VORLIEGENDER TEXT ▸
Arbeiter in Autofabrik
Reuters/Ralph Orlowski
Nach Midterms

Europa bangt vor Folgen

Die US-Midterms haben den Republikanern den Verlust des Repräsentantenhauses und damit einen Dämpfer beschert – dass US-Präsident Donald Trump deshalb von seiner „America First“-Politik abweicht, gilt dennoch als ausgeschlossen. Im Gegenteil: In Europa geht die Sorge vor einem Wiederaufflammen des Handelsstreits um. Ins Visier Washingtons könnte neuerlich die Autoindustrie geraten.

AUFGABENSTELLUNG ▸
(1) Welche Industrie könnte laut dem Text über die US-Midterms erneut ins Visier Washingtons geraten?
(2) Kopieren Sie aus dem Text über die US-Midterms den Abschnitt von „Die US-Midterms haben“ bis „die Autoindustrie geraten.“ wortgetreu.

BEREITGESTELLTE ZEILEN ▸
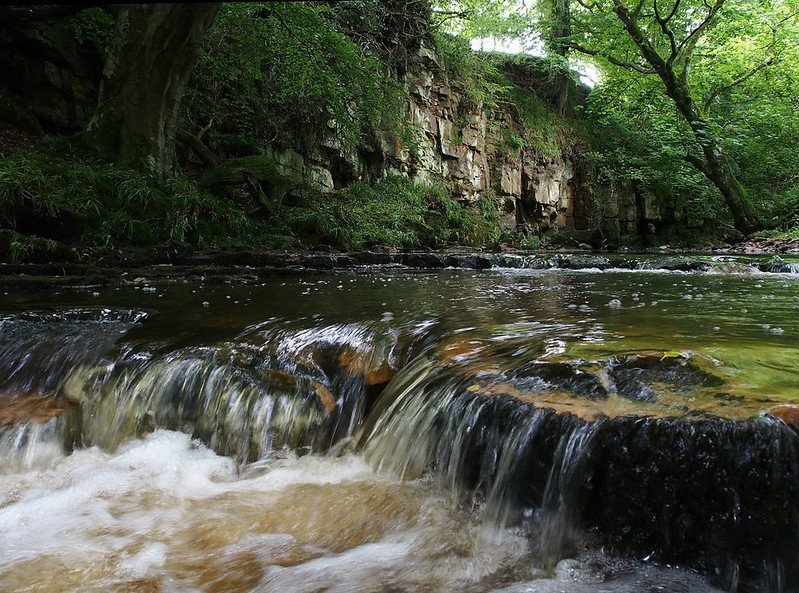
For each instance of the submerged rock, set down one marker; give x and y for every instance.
(18, 408)
(720, 495)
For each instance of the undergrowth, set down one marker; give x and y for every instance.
(51, 197)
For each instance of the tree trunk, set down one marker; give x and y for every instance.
(145, 76)
(715, 165)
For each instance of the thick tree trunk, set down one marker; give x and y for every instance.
(715, 165)
(145, 77)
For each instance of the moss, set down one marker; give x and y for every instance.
(394, 212)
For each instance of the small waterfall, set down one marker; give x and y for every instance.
(39, 348)
(29, 444)
(564, 496)
(274, 386)
(241, 413)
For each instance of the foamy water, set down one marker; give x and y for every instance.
(167, 514)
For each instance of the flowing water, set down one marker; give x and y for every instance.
(394, 430)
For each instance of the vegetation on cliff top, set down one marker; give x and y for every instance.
(695, 107)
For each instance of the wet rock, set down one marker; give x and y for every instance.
(472, 262)
(422, 260)
(537, 376)
(788, 413)
(635, 376)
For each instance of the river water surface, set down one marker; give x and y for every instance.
(349, 431)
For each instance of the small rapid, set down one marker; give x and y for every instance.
(406, 432)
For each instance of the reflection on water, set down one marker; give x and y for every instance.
(373, 431)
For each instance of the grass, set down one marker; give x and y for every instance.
(52, 196)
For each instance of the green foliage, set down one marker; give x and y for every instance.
(743, 77)
(282, 73)
(93, 26)
(118, 207)
(393, 212)
(478, 73)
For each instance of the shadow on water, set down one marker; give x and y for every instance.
(490, 431)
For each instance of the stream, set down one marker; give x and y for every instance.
(386, 429)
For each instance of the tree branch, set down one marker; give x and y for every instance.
(717, 92)
(686, 48)
(664, 26)
(640, 68)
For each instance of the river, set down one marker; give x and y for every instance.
(387, 429)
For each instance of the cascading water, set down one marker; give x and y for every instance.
(424, 432)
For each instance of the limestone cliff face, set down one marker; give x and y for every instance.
(455, 141)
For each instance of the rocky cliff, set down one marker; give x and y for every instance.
(481, 154)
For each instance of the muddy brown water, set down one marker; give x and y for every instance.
(319, 433)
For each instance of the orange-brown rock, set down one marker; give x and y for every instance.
(788, 413)
(360, 363)
(31, 407)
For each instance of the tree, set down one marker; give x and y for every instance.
(653, 37)
(145, 76)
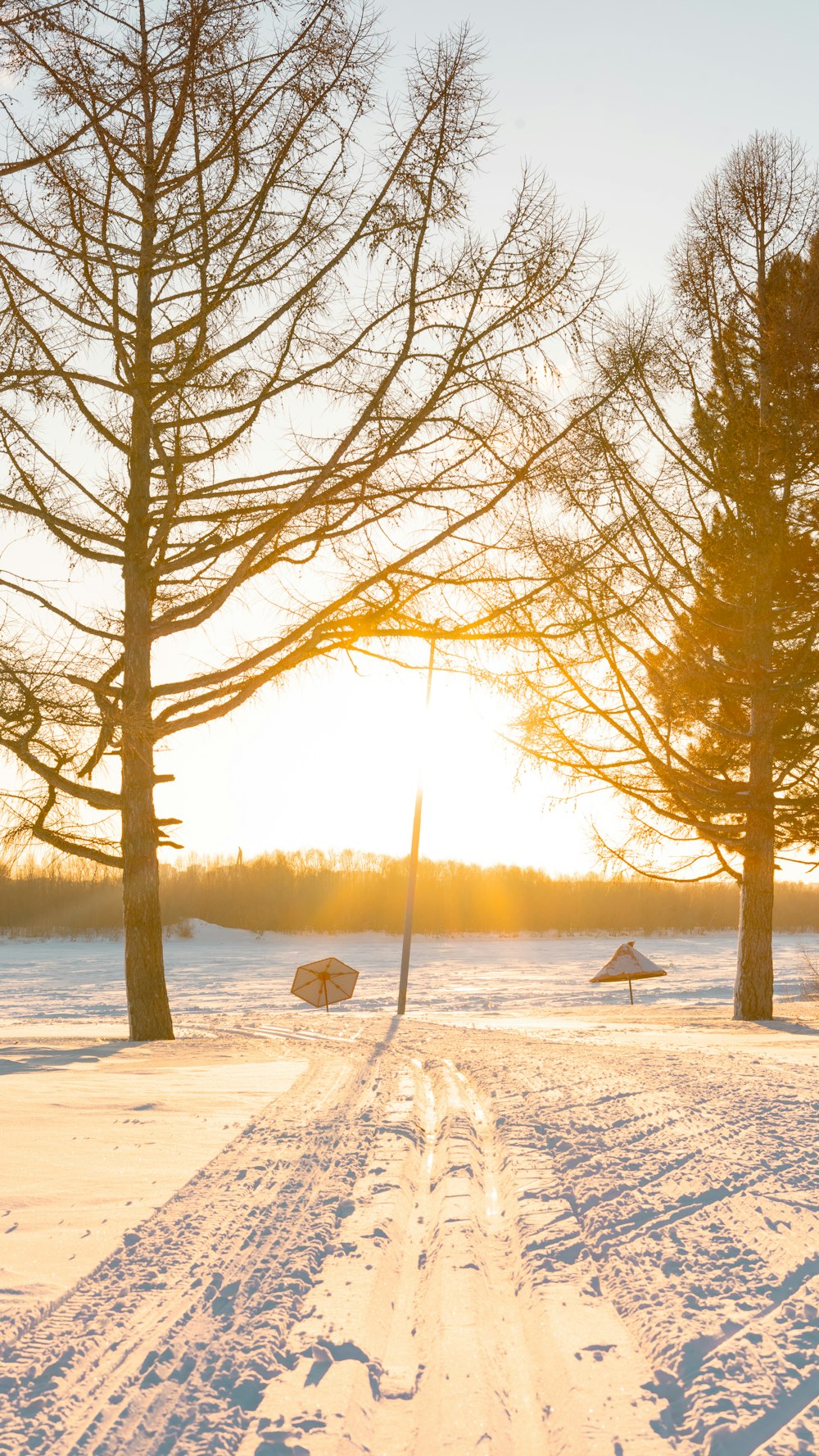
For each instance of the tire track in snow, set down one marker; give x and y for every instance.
(172, 1340)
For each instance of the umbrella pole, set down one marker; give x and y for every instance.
(414, 861)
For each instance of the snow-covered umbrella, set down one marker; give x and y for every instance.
(322, 983)
(627, 964)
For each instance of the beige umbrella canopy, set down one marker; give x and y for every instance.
(627, 964)
(322, 983)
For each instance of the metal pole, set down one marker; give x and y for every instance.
(414, 861)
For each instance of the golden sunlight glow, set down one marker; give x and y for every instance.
(332, 762)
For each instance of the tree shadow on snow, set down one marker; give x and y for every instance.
(50, 1059)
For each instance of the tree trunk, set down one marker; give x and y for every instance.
(149, 1011)
(753, 987)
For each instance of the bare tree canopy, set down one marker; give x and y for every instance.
(278, 376)
(681, 667)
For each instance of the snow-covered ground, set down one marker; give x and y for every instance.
(234, 970)
(586, 1229)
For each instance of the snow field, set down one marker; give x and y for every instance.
(601, 1236)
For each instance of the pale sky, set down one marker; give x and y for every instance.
(627, 107)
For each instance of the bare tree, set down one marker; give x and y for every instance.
(687, 676)
(288, 382)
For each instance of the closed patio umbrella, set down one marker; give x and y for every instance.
(320, 983)
(627, 964)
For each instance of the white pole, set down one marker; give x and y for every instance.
(414, 861)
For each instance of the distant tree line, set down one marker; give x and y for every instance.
(355, 893)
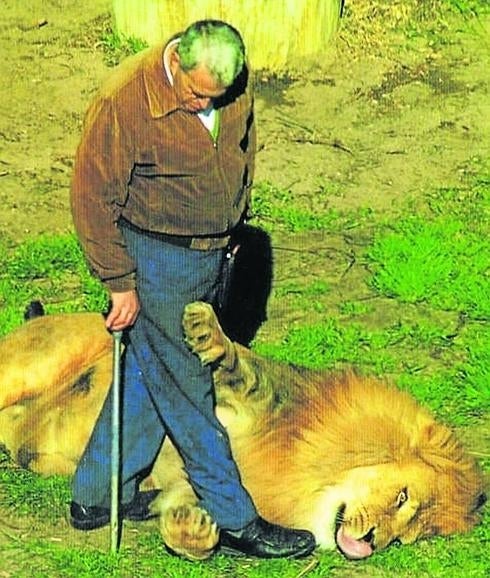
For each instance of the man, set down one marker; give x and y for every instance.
(162, 176)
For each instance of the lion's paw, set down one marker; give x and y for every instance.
(189, 531)
(202, 332)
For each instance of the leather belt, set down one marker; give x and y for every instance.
(199, 243)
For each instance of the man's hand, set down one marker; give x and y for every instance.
(124, 310)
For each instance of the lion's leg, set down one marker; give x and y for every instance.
(205, 336)
(186, 529)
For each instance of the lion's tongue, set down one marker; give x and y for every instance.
(352, 548)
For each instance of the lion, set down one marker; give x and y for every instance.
(354, 460)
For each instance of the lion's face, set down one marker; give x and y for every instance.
(381, 504)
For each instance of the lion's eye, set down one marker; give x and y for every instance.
(402, 498)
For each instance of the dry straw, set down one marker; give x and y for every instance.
(280, 35)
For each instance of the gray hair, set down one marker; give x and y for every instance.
(215, 45)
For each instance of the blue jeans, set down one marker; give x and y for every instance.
(166, 391)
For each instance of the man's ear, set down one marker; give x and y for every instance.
(174, 62)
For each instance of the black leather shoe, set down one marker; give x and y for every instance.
(93, 517)
(265, 540)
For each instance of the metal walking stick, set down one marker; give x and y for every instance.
(116, 433)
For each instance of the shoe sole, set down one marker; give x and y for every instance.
(229, 551)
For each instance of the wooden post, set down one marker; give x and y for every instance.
(280, 35)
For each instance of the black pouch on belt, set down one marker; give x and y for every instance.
(226, 277)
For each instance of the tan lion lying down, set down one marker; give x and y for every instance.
(358, 463)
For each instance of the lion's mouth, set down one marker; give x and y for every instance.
(353, 548)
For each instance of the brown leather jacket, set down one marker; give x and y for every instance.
(144, 159)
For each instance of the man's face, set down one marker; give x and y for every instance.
(195, 89)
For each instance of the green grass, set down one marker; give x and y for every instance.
(429, 269)
(52, 269)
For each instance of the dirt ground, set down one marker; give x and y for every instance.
(374, 129)
(370, 129)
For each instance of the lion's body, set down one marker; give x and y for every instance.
(356, 461)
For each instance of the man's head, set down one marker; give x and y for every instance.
(207, 60)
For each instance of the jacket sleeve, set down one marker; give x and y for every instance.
(102, 170)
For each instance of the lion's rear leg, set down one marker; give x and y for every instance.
(186, 529)
(205, 336)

LÖSUNGEN ▸
(1) Die Autoindustrie.

(2)
Die US-Midterms haben den Republikanern den Verlust des Repräsentantenhauses und damit einen Dämpfer beschert – dass US-Präsident Donald Trump deshalb von seiner „America First“-Politik abweicht, gilt dennoch als ausgeschlossen. Im Gegenteil: In Europa geht die Sorge vor einem Wiederaufflammen des Handelsstreits um. Ins Visier Washingtons könnte neuerlich die Autoindustrie geraten.